- [GIVEN EXERCISE]
Return the whole listing, keeping every character the same.

- [GIVEN RECORDS]
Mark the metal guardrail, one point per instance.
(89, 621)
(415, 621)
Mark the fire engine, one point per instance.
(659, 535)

- [FULL RESPONSE]
Mark the metal guardrail, one point per instance.
(89, 621)
(415, 621)
Mark the fire engine, one point per instance.
(659, 535)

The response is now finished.